# Haw Par Villa



## The Lone Groover (Jan 6, 2015)

Just returned from a trip to Singapore, where I was put onto this place by a friend who lives there. It was/is a theme park built by the brothers who made a fortune out of Tiger Balm. The grounds, pathways, loos etc are maintained by someone, and security guards are around, yet the fabric of the place appears to be sliding into disrepair. Part of the grounds have been boarded up and falling into real disrepair, whilst the main exhibits are just, well, going tatty I guess. Some of the friezes are grotesque and bloodthirsty - Edgar Allen Poe would be proud of them!

DSC_1781 by m6pnr, on Flickr

DSC_1780 by m6pnr, on Flickr

DSC_1851 by m6pnr, on Flickr

DSC_1850 by m6pnr, on Flickr

DSC_1849 by m6pnr, on Flickr

DSC_1823 by m6pnr, on Flickr

DSC_1821 by m6pnr, on Flickr

DSC_1812 by m6pnr, on Flickr

DSC_1787 by m6pnr, on Flickr

DSC_1782 by m6pnr, on Flickr

DSC_1762 by m6pnr, on Flickr

DSC_1749 by m6pnr, on Flickr

DSC_1839 by m6pnr, on Flickr

DSC_1837 by m6pnr, on Flickr

DSC_1834 by m6pnr, on Flickr

DSC_1830 by m6pnr, on Flickr
DSC_1778 by m6pnr, on Flickr


----------



## krela (Jan 6, 2015)

Yep, you just won the award for creepiest location on the forum.

Thanks for posting!


----------



## HughieD (Jan 6, 2015)

Yup - one of the more bizarre locations I've seen!


----------



## flyboys90 (Jan 6, 2015)

How macabre! no wonder its closed it must have scared everyone off but you got some great photos!


----------



## BikinGlynn (Jan 6, 2015)

brilliant love it!


----------



## perjury saint (Jan 6, 2015)

*Cool that is!!*


----------



## UrbanX (Jan 7, 2015)

Nice one! That is definitely up there on the creepiness! 
Hats off to you, there isn't much derelict in Singapore. 
I love the trespassing sign, I have another one from Singapore of a trespasser being shot, I'll have to dig it out! 
Cheers for sharing!


----------



## uklimey1234 (Jan 7, 2015)

I visited the place in the late 1980's and it was still going strong. Unfortunately the decline of this place is an example of the Disneyfication of Singapore. All the places that made it interesting like Serangoon Road and the Long Bar at Raffles have now been sanitized beyond belief. 

Instead of eating from the stalls of street hawkers people now flock to Burger King. McDonalds and TGI Fridays and all the dodgy bars and nightclubs off Orchard Road have been replaced by 'theme bars' that wouldn't be out of place in LA or Florida.

**DATASET EXTRACT:**
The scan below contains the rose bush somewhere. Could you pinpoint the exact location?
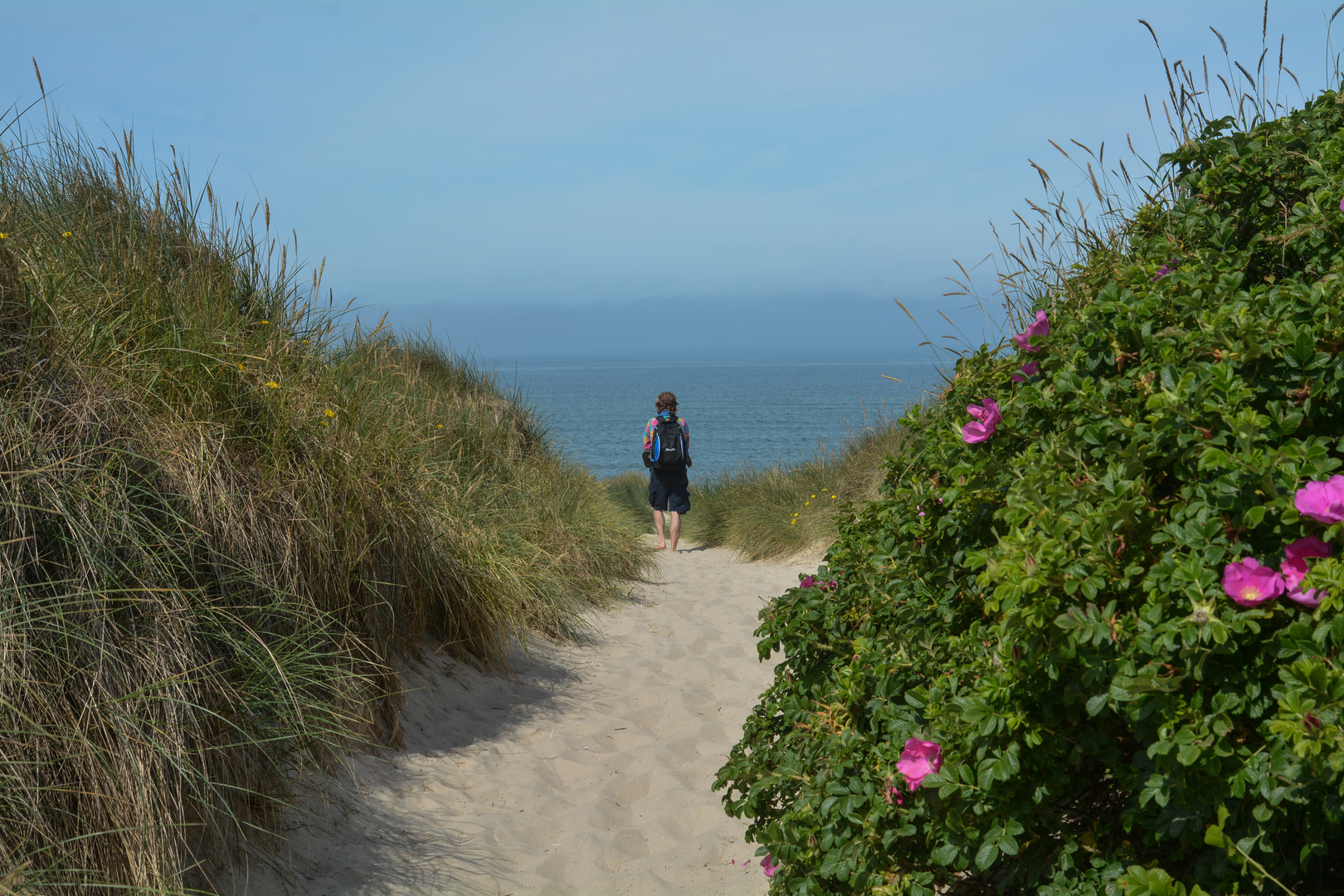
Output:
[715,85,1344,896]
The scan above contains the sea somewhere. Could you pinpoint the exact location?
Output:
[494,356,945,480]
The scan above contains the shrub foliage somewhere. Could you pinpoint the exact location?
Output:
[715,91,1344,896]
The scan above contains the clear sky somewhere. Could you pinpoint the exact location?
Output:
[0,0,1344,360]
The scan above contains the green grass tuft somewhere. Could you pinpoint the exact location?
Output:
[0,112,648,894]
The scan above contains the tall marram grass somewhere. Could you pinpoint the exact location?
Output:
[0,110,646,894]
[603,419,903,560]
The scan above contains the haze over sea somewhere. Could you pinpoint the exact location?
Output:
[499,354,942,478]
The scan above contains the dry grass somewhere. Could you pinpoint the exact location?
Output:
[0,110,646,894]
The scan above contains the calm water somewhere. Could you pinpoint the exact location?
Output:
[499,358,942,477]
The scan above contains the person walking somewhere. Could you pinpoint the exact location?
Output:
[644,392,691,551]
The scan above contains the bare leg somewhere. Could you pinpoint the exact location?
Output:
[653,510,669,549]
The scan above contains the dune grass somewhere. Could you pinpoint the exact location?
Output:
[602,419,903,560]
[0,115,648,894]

**REQUIRED TASKS:**
1. In the Haw Par Villa thread, who built the theme park?
2. Retype the part of the Haw Par Villa thread from "Cheers for sharing!" up to and including "LA or Florida.".
3. Write what comes next in the Haw Par Villa thread, starting right after its last sentence.
The records are separate material from the Haw Par Villa thread.

**RESPONSES FOR EACH TASK:**
1. The brothers who made a fortune out of Tiger Balm.

2.
Cheers for sharing!


----------



## uklimey1234 (Jan 7, 2015)

I visited the place in the late 1980's and it was still going strong. Unfortunately the decline of this place is an example of the Disneyfication of Singapore. All the places that made it interesting like Serangoon Road and the Long Bar at Raffles have now been sanitized beyond belief. 

Instead of eating from the stalls of street hawkers people now flock to Burger King. McDonalds and TGI Fridays and all the dodgy bars and nightclubs off Orchard Road have been replaced by 'theme bars' that wouldn't be out of place in LA or Florida.

3.
The best example is Sentosa Island. It used to be a great place for an Urbexer as you had to catch a ferry to get there and then hike out to the abandoned military installations where you could still find both British and Japanese fire bases and pillboxes. When I went there in 2006 I might as well have been in an Orlando theme park. It wasn't even an island any more as they had built a causeway and monorail


----------



## The Lone Groover (Jan 8, 2015)

uklimey1234 said:


> I visited the place in the late 1980's and it was still going strong. Unfortunately the decline of this place is an example of the Disneyfication of Singapore. All the places that made it interesting like Serangoon Road and the Long Bar at Raffles have now been sanitized beyond belief.
> 
> Instead of eating from the stalls of street hawkers people now flock to Burger King. McDonalds and TGI Fridays and all the dodgy bars and nightclubs off Orchard Road have been replaced by 'theme bars' that wouldn't be out of place in LA or Florida.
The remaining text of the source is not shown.